SHORT TASK: Write the next part of the comment thread about dealing with weasels, picking up after its last comment.

GIVEN PASSAGE:
________________________________________
Use the way of the weasel my friends. But only if you have to deal with one of their kind.



  1. Good morning ,young man
    I was read your story and i agreed with you just a question the boss in a man or a woman????
    in democracy everything is a jungle if you are a monkey y are dead if you are a lion y are the king so all you have to do is to become a lion so start hunting the monkeys.

  2. Dear Black Cat,
    am I talking in my article about lions and monkeys? Nope. Just about the weasels. And ways to fight against persons like them.

    Your example with the lions and the monkeys is good. Excerpt that usually lions eat impalas. 🙂 Which is like a goat. But bigger.

  3. try to improve your english,ashole…and after make yourelf a blog..

  4. Maybe you can try (if you can) to learn some fuckin’ basic English, hooker.. but I don’t think you are smart enough to do it. Go fuck yourself on other blogs.

  5. Oops.. I forgot.. this is the English spoken in Suceava.. I know who are you. Don’t try to use different names. You are the same fuckin’ slave as always.
________________________________________
RAW RECORDS:
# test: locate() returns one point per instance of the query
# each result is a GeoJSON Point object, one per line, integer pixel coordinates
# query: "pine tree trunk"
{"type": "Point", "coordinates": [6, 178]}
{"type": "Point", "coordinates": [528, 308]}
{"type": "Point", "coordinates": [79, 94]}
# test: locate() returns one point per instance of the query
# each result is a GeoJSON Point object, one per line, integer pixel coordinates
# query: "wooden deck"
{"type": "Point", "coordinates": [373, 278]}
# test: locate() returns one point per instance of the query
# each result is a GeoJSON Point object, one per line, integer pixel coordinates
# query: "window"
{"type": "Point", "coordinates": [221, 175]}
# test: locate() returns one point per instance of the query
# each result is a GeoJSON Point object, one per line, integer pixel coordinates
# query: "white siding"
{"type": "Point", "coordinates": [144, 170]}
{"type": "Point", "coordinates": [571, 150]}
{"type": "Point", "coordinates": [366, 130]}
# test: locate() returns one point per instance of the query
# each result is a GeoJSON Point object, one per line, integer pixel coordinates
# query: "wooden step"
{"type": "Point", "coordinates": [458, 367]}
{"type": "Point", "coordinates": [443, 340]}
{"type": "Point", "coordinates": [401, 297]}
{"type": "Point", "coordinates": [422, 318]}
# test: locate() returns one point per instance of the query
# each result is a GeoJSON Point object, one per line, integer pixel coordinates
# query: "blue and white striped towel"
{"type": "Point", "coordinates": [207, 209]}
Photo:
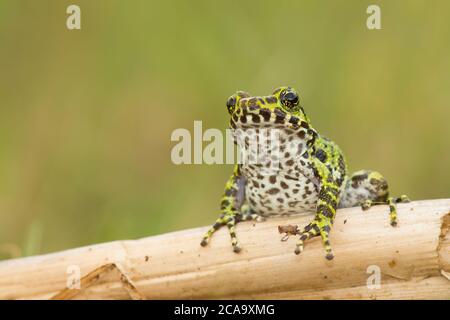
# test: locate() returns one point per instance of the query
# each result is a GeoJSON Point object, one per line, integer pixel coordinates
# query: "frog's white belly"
{"type": "Point", "coordinates": [280, 194]}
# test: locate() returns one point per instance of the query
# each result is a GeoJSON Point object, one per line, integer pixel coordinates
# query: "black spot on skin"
{"type": "Point", "coordinates": [279, 119]}
{"type": "Point", "coordinates": [225, 203]}
{"type": "Point", "coordinates": [265, 113]}
{"type": "Point", "coordinates": [325, 210]}
{"type": "Point", "coordinates": [271, 99]}
{"type": "Point", "coordinates": [294, 120]}
{"type": "Point", "coordinates": [256, 118]}
{"type": "Point", "coordinates": [273, 191]}
{"type": "Point", "coordinates": [252, 102]}
{"type": "Point", "coordinates": [321, 155]}
{"type": "Point", "coordinates": [292, 203]}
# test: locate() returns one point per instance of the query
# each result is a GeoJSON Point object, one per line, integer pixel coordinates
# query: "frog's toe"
{"type": "Point", "coordinates": [403, 199]}
{"type": "Point", "coordinates": [204, 242]}
{"type": "Point", "coordinates": [329, 256]}
{"type": "Point", "coordinates": [237, 248]}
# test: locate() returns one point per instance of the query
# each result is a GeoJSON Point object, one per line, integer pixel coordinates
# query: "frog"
{"type": "Point", "coordinates": [310, 175]}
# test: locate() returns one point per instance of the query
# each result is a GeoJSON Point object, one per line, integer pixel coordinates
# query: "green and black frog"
{"type": "Point", "coordinates": [310, 172]}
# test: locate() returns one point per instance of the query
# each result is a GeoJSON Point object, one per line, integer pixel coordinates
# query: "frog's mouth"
{"type": "Point", "coordinates": [254, 115]}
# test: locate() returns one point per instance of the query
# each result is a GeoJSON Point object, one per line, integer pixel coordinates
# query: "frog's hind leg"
{"type": "Point", "coordinates": [366, 188]}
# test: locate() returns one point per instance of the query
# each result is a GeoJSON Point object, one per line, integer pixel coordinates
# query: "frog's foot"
{"type": "Point", "coordinates": [391, 201]}
{"type": "Point", "coordinates": [312, 230]}
{"type": "Point", "coordinates": [230, 221]}
{"type": "Point", "coordinates": [251, 216]}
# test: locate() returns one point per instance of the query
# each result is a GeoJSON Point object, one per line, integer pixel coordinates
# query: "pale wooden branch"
{"type": "Point", "coordinates": [413, 258]}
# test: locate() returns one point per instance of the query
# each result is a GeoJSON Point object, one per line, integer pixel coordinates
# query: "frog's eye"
{"type": "Point", "coordinates": [289, 98]}
{"type": "Point", "coordinates": [231, 103]}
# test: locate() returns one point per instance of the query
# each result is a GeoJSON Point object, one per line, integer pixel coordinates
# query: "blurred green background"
{"type": "Point", "coordinates": [86, 116]}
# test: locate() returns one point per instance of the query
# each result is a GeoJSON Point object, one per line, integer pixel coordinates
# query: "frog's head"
{"type": "Point", "coordinates": [281, 110]}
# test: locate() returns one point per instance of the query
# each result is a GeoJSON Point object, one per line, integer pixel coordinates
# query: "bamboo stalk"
{"type": "Point", "coordinates": [413, 260]}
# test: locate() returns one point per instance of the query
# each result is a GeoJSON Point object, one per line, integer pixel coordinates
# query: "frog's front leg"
{"type": "Point", "coordinates": [231, 213]}
{"type": "Point", "coordinates": [325, 212]}
{"type": "Point", "coordinates": [367, 188]}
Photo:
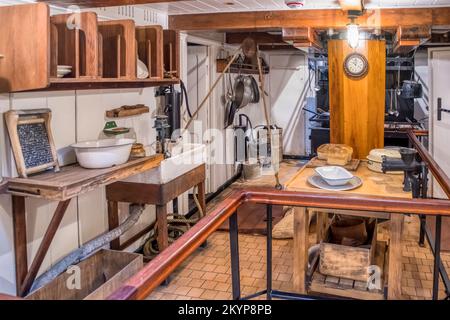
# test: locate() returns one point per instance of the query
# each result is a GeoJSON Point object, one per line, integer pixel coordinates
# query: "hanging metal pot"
{"type": "Point", "coordinates": [411, 90]}
{"type": "Point", "coordinates": [243, 93]}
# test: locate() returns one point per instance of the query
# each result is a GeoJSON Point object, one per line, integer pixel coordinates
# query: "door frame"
{"type": "Point", "coordinates": [432, 103]}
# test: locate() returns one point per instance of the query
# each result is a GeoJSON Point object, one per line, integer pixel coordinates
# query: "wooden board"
{"type": "Point", "coordinates": [150, 49]}
{"type": "Point", "coordinates": [374, 183]}
{"type": "Point", "coordinates": [31, 140]}
{"type": "Point", "coordinates": [316, 162]}
{"type": "Point", "coordinates": [119, 48]}
{"type": "Point", "coordinates": [335, 286]}
{"type": "Point", "coordinates": [77, 44]}
{"type": "Point", "coordinates": [357, 106]}
{"type": "Point", "coordinates": [74, 180]}
{"type": "Point", "coordinates": [24, 45]}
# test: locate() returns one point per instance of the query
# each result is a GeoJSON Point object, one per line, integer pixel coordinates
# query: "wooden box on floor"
{"type": "Point", "coordinates": [100, 275]}
{"type": "Point", "coordinates": [348, 262]}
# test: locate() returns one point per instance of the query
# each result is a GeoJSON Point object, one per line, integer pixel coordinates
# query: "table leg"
{"type": "Point", "coordinates": [395, 257]}
{"type": "Point", "coordinates": [321, 225]}
{"type": "Point", "coordinates": [301, 244]}
{"type": "Point", "coordinates": [20, 240]}
{"type": "Point", "coordinates": [161, 222]}
{"type": "Point", "coordinates": [113, 222]}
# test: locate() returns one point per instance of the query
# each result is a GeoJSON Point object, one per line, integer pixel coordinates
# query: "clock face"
{"type": "Point", "coordinates": [356, 65]}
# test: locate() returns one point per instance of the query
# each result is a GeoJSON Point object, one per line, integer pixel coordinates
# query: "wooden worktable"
{"type": "Point", "coordinates": [374, 184]}
{"type": "Point", "coordinates": [62, 186]}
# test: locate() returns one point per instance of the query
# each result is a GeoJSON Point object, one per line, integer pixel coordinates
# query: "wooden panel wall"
{"type": "Point", "coordinates": [357, 106]}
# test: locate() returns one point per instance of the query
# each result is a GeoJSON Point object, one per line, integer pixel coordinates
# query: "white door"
{"type": "Point", "coordinates": [288, 97]}
{"type": "Point", "coordinates": [198, 83]}
{"type": "Point", "coordinates": [440, 129]}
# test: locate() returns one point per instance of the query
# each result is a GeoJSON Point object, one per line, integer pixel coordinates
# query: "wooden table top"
{"type": "Point", "coordinates": [74, 180]}
{"type": "Point", "coordinates": [374, 183]}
________________________________________
ANSWER TO THIS PROBLEM:
  6. Ionut I love u!!!!!…God damn it, your so good!!!

  7. Ok people I will probably break all the nice conversations you have here by saying just one thing – evil will never disappear if you fight it with evil. Open your eyes people by putting petrol in the fire you just make the flames bigger. No one either can destroy your life or influence it if you don’t let him/her yourself to do it! If you do treat people the way you don’t want to be treated- what makes you better person than the weasel itself. It just puts you in the same fence with all the rest of the sheep’s which blindly follow one each other!